> TAREA DEL EJERCICIO
Muestra cada línea del listado siguiente que contenga la cadena "marking". La búsqueda distingue entre mayúsculas y minúsculas.

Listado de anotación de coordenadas
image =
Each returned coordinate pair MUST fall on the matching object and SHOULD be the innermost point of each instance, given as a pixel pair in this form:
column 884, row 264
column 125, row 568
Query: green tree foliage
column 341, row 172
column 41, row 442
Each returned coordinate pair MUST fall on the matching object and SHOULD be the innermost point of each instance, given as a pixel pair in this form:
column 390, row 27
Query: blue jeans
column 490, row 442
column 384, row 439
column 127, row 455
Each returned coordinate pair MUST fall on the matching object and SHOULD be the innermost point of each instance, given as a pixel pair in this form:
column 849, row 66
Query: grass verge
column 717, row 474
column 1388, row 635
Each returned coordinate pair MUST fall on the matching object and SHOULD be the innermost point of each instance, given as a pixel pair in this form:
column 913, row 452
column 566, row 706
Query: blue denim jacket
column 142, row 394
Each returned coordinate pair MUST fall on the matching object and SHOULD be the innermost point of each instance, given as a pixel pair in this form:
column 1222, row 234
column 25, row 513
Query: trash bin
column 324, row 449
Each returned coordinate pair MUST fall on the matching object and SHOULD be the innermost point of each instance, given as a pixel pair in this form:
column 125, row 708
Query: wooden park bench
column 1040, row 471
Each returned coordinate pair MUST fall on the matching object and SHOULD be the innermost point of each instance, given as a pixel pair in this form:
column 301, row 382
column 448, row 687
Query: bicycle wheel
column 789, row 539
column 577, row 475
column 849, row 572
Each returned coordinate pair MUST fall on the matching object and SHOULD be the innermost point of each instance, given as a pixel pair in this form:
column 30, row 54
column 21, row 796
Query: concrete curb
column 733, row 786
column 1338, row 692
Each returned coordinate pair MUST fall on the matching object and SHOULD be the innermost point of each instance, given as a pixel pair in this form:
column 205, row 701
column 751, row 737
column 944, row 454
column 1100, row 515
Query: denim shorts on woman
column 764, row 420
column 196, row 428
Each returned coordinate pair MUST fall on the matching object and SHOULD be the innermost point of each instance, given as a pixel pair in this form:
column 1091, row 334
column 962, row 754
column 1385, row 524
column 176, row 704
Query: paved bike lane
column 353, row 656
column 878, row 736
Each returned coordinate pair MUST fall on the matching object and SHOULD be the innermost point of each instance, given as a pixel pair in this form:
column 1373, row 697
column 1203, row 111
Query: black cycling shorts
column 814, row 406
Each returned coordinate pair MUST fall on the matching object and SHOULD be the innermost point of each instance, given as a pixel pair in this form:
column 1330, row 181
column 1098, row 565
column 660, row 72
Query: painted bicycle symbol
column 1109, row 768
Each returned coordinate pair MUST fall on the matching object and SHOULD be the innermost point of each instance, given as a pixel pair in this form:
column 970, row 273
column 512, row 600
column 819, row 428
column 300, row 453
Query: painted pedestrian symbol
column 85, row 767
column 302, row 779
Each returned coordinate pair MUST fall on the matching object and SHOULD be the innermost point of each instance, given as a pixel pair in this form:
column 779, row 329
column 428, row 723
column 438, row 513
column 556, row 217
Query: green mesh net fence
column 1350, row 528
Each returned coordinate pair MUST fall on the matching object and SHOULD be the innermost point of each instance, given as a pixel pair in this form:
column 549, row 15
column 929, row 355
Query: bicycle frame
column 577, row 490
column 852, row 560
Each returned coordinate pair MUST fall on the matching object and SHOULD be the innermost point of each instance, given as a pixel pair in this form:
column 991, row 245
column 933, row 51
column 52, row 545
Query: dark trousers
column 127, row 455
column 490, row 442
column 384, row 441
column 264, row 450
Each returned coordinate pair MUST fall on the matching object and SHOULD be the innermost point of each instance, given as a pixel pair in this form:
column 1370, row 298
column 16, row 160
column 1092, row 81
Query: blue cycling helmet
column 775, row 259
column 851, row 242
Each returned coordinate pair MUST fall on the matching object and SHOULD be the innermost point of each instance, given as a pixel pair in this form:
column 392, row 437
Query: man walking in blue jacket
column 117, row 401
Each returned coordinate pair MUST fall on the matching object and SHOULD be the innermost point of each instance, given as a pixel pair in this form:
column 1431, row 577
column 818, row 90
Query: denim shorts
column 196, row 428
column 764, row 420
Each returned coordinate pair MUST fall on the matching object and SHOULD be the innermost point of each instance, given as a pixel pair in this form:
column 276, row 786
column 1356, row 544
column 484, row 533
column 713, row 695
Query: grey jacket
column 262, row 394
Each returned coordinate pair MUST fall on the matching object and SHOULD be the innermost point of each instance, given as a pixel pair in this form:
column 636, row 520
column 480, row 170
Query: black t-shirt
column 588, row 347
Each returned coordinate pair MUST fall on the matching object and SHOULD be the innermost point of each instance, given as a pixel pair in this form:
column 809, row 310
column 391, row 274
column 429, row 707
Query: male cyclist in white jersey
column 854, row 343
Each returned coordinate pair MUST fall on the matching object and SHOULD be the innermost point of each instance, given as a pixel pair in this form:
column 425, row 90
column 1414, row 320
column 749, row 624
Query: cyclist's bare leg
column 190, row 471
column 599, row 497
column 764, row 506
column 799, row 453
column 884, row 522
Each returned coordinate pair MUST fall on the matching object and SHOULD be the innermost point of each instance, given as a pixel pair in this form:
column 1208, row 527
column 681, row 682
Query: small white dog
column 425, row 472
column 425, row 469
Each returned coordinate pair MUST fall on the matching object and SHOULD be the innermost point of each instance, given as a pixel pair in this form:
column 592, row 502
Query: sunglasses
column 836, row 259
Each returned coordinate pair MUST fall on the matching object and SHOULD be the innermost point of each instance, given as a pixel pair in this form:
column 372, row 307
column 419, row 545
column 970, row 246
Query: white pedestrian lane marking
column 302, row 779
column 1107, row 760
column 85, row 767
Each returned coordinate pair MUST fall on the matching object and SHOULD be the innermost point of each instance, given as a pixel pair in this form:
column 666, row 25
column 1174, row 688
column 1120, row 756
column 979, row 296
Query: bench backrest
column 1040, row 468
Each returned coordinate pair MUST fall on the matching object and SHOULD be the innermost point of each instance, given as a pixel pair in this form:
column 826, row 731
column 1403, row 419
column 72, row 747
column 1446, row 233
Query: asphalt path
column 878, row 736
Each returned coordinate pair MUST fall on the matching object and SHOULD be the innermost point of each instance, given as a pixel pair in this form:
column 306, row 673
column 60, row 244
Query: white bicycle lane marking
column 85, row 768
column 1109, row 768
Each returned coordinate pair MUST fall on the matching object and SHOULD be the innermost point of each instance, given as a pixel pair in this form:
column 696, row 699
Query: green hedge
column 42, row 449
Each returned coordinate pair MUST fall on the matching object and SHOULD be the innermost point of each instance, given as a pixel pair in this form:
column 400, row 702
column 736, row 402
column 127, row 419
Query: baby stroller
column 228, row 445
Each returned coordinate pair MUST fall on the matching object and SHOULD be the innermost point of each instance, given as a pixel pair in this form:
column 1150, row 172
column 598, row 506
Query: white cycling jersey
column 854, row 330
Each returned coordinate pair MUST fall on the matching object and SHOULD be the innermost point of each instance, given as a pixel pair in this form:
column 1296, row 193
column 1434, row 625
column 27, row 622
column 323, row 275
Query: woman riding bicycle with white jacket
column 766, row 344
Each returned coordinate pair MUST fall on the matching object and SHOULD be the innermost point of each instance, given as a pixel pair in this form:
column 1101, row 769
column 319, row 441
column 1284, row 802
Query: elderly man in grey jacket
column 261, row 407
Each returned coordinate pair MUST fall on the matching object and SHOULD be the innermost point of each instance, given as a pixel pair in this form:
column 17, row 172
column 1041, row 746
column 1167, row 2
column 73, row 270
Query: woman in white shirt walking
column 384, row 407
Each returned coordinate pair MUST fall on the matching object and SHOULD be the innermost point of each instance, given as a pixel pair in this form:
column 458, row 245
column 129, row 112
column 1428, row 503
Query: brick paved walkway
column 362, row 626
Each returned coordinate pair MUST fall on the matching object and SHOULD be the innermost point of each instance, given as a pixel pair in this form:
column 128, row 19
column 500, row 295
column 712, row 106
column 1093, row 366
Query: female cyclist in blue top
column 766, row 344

* * *

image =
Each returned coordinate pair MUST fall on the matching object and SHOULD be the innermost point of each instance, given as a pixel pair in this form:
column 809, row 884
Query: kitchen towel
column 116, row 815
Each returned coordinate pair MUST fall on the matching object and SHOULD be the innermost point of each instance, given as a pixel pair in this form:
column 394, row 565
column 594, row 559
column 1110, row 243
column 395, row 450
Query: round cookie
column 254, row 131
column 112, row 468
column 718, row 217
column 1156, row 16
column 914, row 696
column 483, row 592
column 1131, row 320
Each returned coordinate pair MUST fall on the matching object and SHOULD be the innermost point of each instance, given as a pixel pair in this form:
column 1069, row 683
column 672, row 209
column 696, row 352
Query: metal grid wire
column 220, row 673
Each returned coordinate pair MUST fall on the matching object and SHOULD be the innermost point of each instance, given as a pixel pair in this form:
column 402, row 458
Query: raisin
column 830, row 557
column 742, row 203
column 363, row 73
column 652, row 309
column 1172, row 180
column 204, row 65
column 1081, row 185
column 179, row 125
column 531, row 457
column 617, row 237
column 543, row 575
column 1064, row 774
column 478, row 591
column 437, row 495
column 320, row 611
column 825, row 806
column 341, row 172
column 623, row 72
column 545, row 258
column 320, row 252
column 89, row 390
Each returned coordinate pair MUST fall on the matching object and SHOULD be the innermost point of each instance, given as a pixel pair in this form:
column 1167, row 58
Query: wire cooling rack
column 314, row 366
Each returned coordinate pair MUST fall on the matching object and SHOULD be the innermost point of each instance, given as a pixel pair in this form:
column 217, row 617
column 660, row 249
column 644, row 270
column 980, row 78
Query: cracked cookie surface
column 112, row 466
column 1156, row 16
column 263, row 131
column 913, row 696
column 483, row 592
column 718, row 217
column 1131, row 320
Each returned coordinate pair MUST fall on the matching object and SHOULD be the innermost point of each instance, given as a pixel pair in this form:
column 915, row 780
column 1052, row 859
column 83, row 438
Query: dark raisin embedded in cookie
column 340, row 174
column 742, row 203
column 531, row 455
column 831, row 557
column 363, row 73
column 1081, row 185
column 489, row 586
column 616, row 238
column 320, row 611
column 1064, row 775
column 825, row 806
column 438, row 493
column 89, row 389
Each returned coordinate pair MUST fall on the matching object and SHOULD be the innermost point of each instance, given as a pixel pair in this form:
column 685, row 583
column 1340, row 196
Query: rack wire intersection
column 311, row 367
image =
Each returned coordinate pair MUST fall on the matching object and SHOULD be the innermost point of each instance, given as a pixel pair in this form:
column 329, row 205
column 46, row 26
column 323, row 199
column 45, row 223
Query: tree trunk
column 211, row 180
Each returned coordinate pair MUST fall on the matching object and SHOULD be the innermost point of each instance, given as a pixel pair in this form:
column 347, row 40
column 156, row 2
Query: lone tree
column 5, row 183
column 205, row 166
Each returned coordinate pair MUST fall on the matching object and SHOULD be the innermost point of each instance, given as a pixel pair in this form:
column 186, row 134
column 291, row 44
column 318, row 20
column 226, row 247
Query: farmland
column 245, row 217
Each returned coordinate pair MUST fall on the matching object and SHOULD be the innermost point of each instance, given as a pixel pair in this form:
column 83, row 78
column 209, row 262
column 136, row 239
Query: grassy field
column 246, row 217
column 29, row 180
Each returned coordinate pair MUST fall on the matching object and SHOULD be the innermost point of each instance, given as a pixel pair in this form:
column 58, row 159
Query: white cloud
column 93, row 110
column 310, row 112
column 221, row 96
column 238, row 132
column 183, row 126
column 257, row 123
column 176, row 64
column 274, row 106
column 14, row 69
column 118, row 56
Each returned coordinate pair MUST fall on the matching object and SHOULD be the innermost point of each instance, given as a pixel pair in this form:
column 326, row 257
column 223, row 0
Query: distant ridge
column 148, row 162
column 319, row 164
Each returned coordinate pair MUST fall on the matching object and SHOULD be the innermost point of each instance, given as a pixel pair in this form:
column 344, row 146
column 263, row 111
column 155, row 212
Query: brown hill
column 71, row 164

---

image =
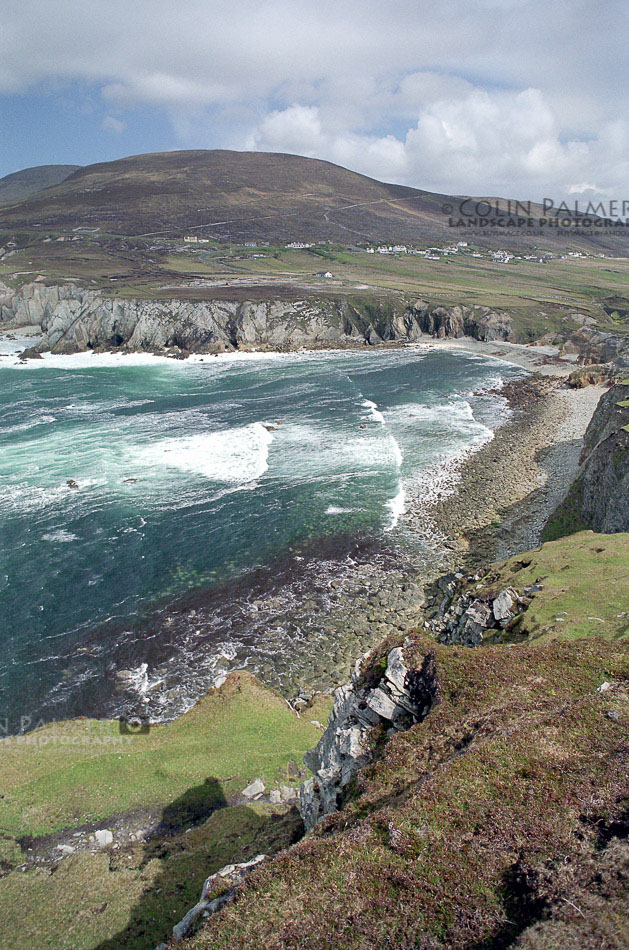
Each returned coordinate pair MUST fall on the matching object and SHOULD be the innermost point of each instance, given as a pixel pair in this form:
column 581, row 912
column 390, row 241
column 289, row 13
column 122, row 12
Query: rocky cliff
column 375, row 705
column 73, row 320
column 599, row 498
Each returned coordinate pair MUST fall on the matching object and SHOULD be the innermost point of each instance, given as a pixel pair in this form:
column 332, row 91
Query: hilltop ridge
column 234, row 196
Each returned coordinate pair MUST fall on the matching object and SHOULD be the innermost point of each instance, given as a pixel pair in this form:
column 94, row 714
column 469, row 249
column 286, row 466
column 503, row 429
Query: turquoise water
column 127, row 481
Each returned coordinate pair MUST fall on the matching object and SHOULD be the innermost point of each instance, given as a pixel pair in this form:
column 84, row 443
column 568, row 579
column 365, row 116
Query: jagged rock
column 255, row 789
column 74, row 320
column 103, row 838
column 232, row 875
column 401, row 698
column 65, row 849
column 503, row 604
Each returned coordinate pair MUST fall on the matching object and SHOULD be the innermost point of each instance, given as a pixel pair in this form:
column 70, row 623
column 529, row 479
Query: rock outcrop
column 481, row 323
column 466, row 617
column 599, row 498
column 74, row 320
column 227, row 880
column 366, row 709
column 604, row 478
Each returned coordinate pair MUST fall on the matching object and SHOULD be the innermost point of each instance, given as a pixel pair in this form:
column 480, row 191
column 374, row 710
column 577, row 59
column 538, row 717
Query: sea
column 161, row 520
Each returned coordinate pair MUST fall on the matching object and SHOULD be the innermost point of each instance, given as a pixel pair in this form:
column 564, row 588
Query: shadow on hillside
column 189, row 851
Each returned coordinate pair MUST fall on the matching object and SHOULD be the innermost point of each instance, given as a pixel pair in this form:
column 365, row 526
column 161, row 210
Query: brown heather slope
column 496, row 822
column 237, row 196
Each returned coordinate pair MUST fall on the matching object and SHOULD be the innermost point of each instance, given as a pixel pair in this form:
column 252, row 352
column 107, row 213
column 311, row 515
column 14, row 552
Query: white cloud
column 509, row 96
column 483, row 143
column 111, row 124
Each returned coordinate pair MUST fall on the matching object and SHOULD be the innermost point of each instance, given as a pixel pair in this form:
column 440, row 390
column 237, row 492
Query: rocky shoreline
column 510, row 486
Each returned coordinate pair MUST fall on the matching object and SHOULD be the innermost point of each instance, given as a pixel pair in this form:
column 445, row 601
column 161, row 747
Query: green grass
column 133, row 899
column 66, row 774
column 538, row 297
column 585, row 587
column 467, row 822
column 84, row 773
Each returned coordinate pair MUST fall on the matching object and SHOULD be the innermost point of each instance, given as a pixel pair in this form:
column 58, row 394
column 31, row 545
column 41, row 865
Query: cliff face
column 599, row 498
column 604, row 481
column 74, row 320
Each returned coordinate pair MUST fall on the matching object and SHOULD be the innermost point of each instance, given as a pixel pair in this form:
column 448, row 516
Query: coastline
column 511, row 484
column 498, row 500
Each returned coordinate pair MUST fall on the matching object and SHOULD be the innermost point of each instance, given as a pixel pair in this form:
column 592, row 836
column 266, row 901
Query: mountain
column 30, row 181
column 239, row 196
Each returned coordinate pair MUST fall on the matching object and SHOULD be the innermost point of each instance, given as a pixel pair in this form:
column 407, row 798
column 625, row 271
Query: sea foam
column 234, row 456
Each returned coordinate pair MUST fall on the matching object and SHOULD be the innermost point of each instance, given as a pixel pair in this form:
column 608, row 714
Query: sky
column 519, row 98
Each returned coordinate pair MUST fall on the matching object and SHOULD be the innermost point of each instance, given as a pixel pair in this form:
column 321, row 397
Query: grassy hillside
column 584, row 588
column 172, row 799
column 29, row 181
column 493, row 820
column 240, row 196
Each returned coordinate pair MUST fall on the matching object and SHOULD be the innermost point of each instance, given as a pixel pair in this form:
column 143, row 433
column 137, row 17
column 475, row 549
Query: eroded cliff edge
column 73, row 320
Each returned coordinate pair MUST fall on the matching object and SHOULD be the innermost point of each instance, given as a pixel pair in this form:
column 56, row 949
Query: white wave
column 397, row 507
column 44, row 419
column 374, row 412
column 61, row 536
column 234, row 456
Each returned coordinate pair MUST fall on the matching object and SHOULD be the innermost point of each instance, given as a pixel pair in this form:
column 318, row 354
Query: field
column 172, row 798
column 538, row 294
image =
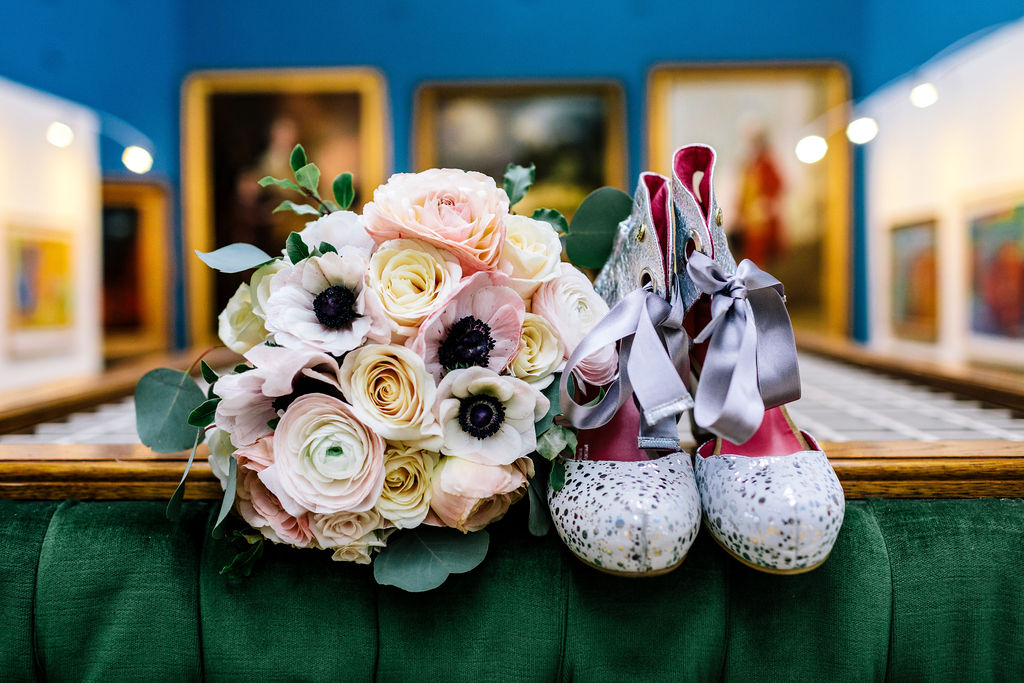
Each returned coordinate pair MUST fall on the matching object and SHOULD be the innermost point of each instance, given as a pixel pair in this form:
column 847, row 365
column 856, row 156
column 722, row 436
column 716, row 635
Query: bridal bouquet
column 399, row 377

> RESULTADO DEL EJERCICIO
Query: white pedestrian lane marking
Query: white bicycle lane marking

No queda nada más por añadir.